> _Work instructions_
Pull out every line below that holds the word "flower".

[[ Exercise input, beginning ]]

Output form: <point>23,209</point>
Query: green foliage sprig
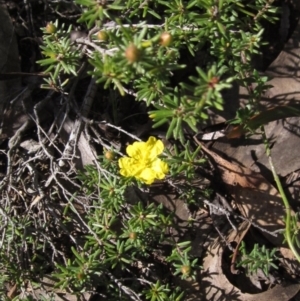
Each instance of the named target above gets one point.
<point>259,258</point>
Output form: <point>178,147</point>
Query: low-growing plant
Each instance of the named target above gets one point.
<point>259,258</point>
<point>124,245</point>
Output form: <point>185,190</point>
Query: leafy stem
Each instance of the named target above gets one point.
<point>288,232</point>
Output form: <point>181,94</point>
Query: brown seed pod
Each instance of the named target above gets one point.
<point>132,53</point>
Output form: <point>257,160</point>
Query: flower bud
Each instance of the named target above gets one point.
<point>102,36</point>
<point>165,39</point>
<point>109,155</point>
<point>132,53</point>
<point>51,28</point>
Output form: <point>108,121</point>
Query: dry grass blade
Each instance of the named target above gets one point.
<point>255,197</point>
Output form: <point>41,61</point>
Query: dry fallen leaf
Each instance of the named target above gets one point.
<point>216,286</point>
<point>255,197</point>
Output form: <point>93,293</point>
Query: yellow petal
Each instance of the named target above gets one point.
<point>155,147</point>
<point>147,175</point>
<point>160,168</point>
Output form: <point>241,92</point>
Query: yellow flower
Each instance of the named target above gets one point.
<point>143,163</point>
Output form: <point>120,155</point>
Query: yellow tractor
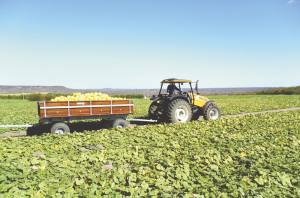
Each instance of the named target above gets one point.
<point>179,102</point>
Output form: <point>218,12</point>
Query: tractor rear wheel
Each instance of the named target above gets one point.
<point>152,111</point>
<point>178,111</point>
<point>212,112</point>
<point>197,112</point>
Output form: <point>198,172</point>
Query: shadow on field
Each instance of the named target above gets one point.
<point>40,129</point>
<point>76,126</point>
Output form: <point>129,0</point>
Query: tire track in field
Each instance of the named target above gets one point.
<point>24,134</point>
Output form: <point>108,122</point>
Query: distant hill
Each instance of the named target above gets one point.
<point>4,89</point>
<point>286,90</point>
<point>147,92</point>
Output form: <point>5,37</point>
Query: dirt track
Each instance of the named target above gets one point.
<point>24,133</point>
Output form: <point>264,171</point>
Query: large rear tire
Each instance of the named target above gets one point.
<point>212,112</point>
<point>120,123</point>
<point>197,112</point>
<point>178,111</point>
<point>152,111</point>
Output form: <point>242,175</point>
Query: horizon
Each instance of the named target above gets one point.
<point>136,44</point>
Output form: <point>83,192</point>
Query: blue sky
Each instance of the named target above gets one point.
<point>135,44</point>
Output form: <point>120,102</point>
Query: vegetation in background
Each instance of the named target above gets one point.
<point>25,112</point>
<point>238,157</point>
<point>287,91</point>
<point>50,96</point>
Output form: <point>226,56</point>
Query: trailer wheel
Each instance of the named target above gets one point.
<point>60,128</point>
<point>120,123</point>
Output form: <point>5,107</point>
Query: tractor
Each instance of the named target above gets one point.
<point>180,103</point>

[[ Exercise input, end ]]

> _Result_
Query: flower bud
Query: yellow flower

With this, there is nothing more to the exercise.